[BEGIN]
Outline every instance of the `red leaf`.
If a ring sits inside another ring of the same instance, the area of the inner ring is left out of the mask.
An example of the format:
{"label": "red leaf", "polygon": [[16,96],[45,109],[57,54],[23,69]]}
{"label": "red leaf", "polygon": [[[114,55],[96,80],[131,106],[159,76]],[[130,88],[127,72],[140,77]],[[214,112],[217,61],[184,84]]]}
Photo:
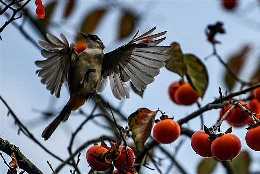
[END]
◆ What the task requires: Retype the material word for word, leaving out the picture.

◆ Written response:
Outline every instance of the `red leaf`.
If a ring sits inside another ring of the same instance, the area of the inner ring is left out of the mask.
An example of the format:
{"label": "red leaf", "polygon": [[16,96],[45,109],[57,54],[23,69]]}
{"label": "red leaf", "polygon": [[[114,55],[96,80],[131,106],[159,76]],[[130,88],[127,72],[140,77]],[[214,112],[217,61],[184,84]]]}
Photo:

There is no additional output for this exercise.